Conjunto de tareas
**a)** Según el texto sobre la persecución de Chaplin, ¿en qué año viajó Chaplin a Gran Bretaña para el estreno de «Candilejas»?
**b)** Resuma en dos oraciones el texto sobre la persecución de Chaplin.
**c)** Prosiga la redacción del texto sobre la persecución de Chaplin a partir de su última oración.

Texto citado
# # #

El MI5 no encontró ninguna prueba de que Chaplin estuviera involucrado con el Partido Comunista, aunque en Gran Bretaña también lo acusaban de lo mismo. En 2003, unos archivos británicos desclasificados del Ministerio de Asuntos Exteriores británico revelaron que el autor de “1984″. George Orwell acusó en secreto a Chaplin de ser un comunista oculto y amigo de la Unión Soviética en 1949. El nombre de Chaplin fue uno de los 35 que Orwell dio al Departamento de Investigación de Información (IRD), un organismo secreto de propaganda de británica que trabajaba en estrecha colaboración con la CIA durante la Guerra Fría.
Mientras tanto, Hoover no paraba de perseguirlo. Al tiempo que lo investigaba hizo preparar un largo informe sobre todas las películas de Chaplin para encontrar en ellas indicios o mensajes ocultos que probaran sus simpatías comunistas y permitieran meterlo preso. Fue acusado también por el Comité de Actividades Antiestadounidenses, encabezado por el senador Joseph McCarthy, por supuestas actividades “antiamericanas”.
Su película “Monsieur Verdoux”, estrenada en 1947, fue otra excusa para justificar esta persecución, ya que ésta establecía un paralelismo entre los crímenes del protagonista y los de las grandes potencias durante la guerra. La propaganda en su contra orquestada desde el Comité presidido por McCarthy fue tan virulenta que, durante la conferencia de prensa posterior al estreno en Nueva York, Chaplin fue agredido verbalmente por la mayoría de los periodistas que participaban.
El final llegó en 1952, cuando Chaplin viajó a Gran Bretaña para el estreno de “Candilejas” y Hoover negoció personalmente con el Servicio de Inmigración y Naturalización para que le prohibiera el reingreso a los Estados Unidos. Al enterarse, Chaplin respondió: “He sido objeto de mentiras y propaganda por parte de poderosos grupos reaccionarios que, por su influencia y con la ayuda de la prensa amarilla de Estados Unidos, han creado una atmósfera enfermiza en la que los individuos de mentalidad liberal pueden ser identificados y perseguidos. En estas condiciones, me resulta prácticamente imposible continuar con mi trabajo cinematográfico, por lo que he renunciado a mi residencia en los Estados Unidos”.

# # #

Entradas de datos
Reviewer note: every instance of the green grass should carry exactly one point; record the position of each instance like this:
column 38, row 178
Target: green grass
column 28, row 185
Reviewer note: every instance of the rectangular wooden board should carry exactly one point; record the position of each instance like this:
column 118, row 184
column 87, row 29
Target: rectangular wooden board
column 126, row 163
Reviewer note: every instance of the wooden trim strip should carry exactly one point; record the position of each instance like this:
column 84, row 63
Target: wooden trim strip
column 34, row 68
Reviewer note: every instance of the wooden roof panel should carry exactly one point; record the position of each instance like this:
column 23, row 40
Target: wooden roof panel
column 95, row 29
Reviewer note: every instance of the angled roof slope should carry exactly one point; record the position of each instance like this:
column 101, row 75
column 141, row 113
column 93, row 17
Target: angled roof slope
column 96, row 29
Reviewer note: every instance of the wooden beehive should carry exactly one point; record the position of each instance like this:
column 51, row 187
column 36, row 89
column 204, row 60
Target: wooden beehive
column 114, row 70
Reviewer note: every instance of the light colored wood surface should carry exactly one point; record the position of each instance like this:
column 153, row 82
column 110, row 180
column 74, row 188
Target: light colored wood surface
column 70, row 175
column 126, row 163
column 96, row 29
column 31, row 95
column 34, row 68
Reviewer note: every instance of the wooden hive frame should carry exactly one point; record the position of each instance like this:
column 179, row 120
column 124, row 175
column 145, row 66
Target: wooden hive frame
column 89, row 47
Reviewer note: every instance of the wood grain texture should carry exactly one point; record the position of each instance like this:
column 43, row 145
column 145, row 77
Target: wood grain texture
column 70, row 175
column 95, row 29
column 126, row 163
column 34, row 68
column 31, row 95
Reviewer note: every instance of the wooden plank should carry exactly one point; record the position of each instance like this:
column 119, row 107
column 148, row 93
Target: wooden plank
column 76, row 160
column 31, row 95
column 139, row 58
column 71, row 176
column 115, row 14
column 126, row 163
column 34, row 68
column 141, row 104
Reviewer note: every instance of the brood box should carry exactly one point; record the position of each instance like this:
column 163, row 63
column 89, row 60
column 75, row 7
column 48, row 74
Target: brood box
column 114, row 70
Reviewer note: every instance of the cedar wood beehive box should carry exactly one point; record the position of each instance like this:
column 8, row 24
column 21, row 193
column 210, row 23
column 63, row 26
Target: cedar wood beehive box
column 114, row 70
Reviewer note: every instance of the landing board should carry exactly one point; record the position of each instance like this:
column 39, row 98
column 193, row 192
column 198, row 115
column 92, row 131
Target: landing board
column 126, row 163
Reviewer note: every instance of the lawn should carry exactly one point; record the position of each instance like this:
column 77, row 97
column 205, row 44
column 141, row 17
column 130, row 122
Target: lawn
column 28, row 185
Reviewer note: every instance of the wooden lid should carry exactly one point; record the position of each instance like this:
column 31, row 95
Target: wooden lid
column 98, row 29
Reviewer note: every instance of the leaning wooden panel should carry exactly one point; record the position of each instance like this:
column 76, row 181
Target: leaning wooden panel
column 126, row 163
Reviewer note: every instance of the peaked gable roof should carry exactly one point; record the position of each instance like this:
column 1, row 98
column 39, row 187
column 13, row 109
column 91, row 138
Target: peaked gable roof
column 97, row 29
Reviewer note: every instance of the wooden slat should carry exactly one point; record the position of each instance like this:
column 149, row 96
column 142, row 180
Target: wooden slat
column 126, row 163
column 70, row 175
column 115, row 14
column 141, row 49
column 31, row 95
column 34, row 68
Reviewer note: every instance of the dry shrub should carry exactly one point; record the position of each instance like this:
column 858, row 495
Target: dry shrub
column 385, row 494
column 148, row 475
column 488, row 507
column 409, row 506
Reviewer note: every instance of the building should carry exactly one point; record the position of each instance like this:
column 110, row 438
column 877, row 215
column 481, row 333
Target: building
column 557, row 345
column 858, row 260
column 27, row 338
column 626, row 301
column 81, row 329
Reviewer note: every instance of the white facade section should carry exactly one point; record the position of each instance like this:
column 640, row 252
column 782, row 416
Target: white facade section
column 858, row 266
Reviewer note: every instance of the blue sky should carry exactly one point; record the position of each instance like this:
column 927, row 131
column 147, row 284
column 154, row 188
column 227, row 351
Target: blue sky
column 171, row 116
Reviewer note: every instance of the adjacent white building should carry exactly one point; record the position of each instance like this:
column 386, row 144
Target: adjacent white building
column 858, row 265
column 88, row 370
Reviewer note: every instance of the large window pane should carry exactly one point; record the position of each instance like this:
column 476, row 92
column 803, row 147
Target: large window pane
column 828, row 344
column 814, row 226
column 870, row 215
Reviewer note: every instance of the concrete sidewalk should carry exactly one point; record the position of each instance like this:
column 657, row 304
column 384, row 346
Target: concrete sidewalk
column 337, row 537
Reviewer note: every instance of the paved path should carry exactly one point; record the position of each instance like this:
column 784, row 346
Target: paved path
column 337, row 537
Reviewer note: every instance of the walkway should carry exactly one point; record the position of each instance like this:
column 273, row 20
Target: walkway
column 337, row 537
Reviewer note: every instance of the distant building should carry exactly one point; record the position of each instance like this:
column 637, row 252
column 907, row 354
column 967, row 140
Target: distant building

# # #

Respuestas del ejercicio
**a)** En 1952.

**b)** Hoover investigó a Chaplin y mandó preparar un informe sobre sus películas en busca de indicios de simpatías comunistas, mientras el Comité de Actividades Antiestadounidenses, encabezado por McCarthy, lo acusaba de actividades «antiamericanas» y usaba «Monsieur Verdoux» como excusa para la persecución. En 1952, cuando Chaplin viajó a Gran Bretaña para el estreno de «Candilejas», Hoover negoció con el Servicio de Inmigración y Naturalización que se le prohibiera el reingreso a los Estados Unidos, y Chaplin respondió renunciando a su residencia en ese país.

**c)**
Más tarde, en su autobiografía, volvió sobre el asunto: “El hecho de que volviera a entrar en ese desdichado país o no me importaba poco. Me hubiera gustado decirles que cuanto antes me librara de esa atmósfera llena de odio, mejor, que estaba harto de los insultos y la pomposidad moral de los Estados Unidos”, escribió.

El exilio suizo y la vuelta
Charles Chaplin y Oona O’Neill decidieron radicarse en Suiza, en una suerte de exilio voluntario. Corría 1952 cuando compraron la residencia Manoir de Ban, en Consier-sur-Vevey, cerca del lago Leman. Tanto en los Estados Unidos como en Gran Bretaña, los gobiernos seguían considerándolo una suerte de agente soviético. Sospecharon más aún cuando el Consejo Mundial de la Paz, un organismo liderado por los comunistas, le otorgó el Premio Internacional de la Paz, y Chaplin se reunió con el secretario general del PCUS soviético Nikita Jruschov, y con el número dos de China, Zhou Enlai.
En su primera película europea, “Un rey en Nueva York”, encarnó a un rey exiliado que busca asilo en los Estados Unidos e incluyó varias de sus experiencias recientes en el guión. Eligió a su hijo Michael para interpretar a un niño cuyos padres están en la mira del FBI, mientras el personaje de Chaplin se enfrenta a acusaciones de comunismo. En una entrevista con motivo del estreno, un periodista le preguntó cuál era su ideología. “En cuanto a la política, soy un anarquista. Odio el gobierno y las reglas, y las restricciones... La gente debe ser libre”, respondió.
Recién en la década de los ‘60, la mirada de los gobiernos británicos y estadounidenses comenzaron a cambiar. En Washington corrían otros tiempos políticos con la llegada de John F. Kennedy a la Casa Blanca, y la obra del autor de “Tiempos Modernos” fue revalorizada. En julio de 1962, The New York Times publicó un editorial que decía: “No creemos que la República estuviera en peligro si al inolvidable pequeño vagabundo de ayer se le permitiera descender por el andén de un barco de vapor o un avión en un puerto estadounidense”. Era, en la práctica, un reclamo para que pudiera volver. Ese mismo mes, Chaplin recibió el título honorífico de Doctor en Letras por las universidades de Oxford y Durham, y en noviembre de 1963, el Plaza Theater de Nueva York comenzó una maratón de películas de Chaplin que duraría un año, incluyendo “Monsieur Verdoux” y “Candilejas”, que fueron elogiadas por los periodistas.
El retorno debió esperar, sin embargo, hasta 1972, cuando la Academia de Artes y ciencias Cinematográficas, le ofreció un premio honorífico. Chaplin dudo en aceptarlo, pero finalmente volvió al país para asistir a la ceremonia. En la gala, recibió una ovación de pie que duró 12 minutos, la más larga en su historia. Emocionado, un envejecido Charlot escuchó decir que le otorgaban el premio por “el efecto incalculable que ha tenido al hacer del cine la forma de arte de este siglo”.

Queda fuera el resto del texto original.